— Challenge —
Render the records from their beginning through the line containing "2. Using the image above, locate the front bumper", inclusive, as a numbered list, leaving out any blank lines.

— Records for this task —
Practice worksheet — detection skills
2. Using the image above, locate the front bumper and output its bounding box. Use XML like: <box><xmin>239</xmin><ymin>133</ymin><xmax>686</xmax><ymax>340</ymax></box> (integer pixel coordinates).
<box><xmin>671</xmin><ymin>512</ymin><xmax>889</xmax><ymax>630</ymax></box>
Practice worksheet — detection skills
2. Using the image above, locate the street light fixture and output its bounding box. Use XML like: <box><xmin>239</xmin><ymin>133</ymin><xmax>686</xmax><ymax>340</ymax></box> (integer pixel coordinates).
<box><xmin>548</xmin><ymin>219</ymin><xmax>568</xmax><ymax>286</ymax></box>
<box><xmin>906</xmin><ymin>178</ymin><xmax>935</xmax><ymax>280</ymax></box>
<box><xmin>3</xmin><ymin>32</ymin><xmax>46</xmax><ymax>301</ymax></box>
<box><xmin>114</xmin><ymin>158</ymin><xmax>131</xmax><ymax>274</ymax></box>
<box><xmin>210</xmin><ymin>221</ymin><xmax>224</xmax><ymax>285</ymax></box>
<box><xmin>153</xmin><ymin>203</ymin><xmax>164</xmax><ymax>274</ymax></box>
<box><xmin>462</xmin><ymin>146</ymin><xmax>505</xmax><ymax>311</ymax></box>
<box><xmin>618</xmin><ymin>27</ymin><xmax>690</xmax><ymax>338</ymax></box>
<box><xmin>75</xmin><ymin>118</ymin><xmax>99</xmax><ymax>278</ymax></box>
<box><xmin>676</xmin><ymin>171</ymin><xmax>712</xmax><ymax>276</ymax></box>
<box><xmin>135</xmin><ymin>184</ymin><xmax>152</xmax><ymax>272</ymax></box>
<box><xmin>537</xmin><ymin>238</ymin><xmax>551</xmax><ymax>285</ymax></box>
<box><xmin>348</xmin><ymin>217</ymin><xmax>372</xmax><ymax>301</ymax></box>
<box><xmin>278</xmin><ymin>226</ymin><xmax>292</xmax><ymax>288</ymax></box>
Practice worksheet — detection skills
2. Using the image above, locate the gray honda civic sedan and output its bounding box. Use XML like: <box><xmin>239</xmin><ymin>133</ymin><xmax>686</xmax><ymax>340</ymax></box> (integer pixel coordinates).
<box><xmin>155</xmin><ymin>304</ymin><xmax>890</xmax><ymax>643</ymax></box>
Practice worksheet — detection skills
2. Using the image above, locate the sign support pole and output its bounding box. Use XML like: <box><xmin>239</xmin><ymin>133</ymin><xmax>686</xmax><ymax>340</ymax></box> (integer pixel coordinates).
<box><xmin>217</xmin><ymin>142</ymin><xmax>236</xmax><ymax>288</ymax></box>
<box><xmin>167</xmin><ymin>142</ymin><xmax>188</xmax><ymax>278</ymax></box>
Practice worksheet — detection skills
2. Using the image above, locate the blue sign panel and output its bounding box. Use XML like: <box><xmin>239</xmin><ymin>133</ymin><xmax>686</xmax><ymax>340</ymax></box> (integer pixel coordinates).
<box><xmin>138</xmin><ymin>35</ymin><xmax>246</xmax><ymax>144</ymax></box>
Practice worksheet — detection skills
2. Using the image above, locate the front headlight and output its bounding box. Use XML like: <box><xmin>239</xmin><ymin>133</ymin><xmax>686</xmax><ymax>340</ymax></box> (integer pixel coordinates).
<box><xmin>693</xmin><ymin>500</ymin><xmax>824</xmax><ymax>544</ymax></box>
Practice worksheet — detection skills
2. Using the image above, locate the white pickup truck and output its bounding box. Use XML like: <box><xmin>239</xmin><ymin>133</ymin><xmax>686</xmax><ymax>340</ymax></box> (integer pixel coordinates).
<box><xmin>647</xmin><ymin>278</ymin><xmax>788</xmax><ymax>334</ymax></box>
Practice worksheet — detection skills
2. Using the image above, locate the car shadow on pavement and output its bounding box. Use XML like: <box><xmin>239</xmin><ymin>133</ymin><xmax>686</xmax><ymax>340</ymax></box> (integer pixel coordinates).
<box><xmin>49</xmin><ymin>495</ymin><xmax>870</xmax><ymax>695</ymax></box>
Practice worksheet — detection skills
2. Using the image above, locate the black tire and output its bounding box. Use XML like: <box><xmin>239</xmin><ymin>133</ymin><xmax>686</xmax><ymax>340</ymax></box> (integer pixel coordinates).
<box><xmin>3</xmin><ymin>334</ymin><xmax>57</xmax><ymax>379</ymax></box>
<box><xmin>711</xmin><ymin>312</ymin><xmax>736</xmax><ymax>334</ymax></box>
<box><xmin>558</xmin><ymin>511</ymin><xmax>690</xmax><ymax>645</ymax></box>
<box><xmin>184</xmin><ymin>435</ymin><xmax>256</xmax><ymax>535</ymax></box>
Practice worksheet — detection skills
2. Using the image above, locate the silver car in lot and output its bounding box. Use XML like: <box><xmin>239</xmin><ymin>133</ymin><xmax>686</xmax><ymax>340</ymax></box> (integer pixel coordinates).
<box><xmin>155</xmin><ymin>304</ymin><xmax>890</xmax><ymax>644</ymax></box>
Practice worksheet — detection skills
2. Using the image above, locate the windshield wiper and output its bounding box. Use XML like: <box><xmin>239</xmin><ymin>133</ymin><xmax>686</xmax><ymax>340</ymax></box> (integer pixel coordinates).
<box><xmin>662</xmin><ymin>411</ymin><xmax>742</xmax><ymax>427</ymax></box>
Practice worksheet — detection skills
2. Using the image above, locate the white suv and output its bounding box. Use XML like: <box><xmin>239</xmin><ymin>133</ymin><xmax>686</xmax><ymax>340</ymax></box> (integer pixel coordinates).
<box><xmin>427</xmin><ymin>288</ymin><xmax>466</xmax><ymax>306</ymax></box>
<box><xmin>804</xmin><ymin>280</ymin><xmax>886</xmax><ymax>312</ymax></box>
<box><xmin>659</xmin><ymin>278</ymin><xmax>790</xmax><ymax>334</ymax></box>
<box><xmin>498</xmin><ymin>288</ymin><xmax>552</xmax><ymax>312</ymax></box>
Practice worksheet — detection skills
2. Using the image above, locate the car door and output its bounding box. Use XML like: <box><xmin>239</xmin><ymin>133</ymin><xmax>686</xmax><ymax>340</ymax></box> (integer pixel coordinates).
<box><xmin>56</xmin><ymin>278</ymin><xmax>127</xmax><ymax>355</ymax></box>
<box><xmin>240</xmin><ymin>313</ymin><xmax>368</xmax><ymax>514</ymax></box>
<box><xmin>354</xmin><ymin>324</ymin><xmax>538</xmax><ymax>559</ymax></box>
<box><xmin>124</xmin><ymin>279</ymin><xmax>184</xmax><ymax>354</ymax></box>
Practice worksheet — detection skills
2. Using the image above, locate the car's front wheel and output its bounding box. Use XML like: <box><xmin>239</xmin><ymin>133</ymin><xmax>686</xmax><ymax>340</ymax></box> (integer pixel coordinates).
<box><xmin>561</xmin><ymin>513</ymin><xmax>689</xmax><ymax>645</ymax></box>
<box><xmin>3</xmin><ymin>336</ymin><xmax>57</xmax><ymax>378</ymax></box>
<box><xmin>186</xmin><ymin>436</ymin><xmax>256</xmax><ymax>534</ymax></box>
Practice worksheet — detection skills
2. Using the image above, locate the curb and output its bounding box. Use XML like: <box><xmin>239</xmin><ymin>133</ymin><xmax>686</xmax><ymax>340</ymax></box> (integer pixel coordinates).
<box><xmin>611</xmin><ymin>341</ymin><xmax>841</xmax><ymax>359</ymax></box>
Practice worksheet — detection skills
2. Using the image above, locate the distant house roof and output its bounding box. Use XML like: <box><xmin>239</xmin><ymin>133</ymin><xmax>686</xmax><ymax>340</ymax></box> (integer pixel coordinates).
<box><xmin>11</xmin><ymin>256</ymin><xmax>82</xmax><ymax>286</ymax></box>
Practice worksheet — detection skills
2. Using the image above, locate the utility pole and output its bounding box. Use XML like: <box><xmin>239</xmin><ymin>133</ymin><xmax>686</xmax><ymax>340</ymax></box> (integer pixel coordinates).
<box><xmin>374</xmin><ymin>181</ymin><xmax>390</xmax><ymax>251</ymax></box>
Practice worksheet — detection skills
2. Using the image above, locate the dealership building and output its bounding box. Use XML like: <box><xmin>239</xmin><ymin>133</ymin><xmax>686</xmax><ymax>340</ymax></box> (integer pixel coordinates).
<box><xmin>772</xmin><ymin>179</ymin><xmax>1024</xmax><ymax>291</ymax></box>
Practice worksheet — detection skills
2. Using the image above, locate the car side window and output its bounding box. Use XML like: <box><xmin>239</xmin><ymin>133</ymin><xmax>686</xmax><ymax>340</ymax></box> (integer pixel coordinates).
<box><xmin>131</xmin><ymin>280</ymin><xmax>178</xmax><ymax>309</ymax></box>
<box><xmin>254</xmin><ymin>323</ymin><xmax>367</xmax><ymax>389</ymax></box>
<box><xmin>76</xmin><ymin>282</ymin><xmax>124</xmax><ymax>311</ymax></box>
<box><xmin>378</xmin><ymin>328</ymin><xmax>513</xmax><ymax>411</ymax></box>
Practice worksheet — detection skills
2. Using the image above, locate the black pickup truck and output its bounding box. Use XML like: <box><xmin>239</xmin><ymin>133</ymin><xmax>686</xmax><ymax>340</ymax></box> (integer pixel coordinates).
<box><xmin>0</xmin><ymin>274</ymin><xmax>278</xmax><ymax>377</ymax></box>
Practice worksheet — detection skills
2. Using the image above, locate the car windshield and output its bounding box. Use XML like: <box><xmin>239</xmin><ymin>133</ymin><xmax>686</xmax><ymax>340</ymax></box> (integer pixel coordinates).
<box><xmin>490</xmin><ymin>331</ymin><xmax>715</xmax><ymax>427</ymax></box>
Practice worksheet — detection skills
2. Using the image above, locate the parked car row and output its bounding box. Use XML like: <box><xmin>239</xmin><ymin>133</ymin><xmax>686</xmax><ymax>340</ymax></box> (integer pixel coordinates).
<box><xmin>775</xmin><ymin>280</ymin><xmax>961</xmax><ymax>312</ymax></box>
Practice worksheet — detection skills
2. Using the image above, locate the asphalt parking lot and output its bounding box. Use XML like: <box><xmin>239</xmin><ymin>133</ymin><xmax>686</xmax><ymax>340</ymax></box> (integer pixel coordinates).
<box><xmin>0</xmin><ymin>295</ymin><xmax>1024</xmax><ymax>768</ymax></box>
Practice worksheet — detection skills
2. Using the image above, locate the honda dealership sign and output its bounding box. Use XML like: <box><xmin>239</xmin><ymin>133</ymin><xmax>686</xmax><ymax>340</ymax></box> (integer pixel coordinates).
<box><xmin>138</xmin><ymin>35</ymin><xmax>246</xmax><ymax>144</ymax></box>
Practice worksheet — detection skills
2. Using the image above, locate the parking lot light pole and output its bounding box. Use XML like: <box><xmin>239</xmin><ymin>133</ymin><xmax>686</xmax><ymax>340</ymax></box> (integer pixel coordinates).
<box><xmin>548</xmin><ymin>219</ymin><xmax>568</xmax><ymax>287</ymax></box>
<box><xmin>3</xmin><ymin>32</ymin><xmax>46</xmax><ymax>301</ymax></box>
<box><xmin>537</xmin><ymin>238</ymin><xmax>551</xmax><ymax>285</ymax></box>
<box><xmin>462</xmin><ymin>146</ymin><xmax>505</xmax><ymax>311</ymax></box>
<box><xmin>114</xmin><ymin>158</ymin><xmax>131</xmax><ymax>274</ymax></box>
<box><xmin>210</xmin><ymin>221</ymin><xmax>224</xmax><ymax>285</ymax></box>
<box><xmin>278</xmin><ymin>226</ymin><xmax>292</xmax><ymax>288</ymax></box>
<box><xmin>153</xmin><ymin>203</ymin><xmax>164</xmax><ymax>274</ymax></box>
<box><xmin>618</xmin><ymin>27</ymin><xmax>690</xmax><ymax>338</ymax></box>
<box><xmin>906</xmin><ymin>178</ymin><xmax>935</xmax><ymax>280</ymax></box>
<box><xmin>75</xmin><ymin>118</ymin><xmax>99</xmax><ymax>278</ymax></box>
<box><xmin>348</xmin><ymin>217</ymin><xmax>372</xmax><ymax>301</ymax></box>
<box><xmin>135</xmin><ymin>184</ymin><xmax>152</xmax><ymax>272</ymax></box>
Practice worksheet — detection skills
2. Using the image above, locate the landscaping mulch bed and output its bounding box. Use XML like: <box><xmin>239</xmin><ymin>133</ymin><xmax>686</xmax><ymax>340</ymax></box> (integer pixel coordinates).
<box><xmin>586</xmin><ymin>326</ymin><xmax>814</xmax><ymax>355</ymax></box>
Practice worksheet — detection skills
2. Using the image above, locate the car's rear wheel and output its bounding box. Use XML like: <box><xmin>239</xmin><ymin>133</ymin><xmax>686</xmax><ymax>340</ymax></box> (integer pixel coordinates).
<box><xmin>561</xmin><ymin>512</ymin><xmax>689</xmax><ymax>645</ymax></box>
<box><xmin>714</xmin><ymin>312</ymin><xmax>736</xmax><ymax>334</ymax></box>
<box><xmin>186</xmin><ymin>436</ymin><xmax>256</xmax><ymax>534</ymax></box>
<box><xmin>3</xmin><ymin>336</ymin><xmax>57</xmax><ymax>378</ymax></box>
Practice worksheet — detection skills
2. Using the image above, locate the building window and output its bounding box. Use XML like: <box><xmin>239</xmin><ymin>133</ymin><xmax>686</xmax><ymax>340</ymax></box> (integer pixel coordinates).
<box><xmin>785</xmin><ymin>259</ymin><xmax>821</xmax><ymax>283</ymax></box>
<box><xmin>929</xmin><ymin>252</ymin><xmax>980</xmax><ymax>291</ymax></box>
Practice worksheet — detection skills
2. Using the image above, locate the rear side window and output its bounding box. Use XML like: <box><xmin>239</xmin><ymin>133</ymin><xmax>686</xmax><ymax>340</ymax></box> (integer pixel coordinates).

— Output —
1. Practice worksheet — detection skills
2. 2. Using the image above, locate the front bumper and output its bounding box. Use XML like: <box><xmin>239</xmin><ymin>133</ymin><xmax>686</xmax><ymax>340</ymax></box> (integer pixel coordinates).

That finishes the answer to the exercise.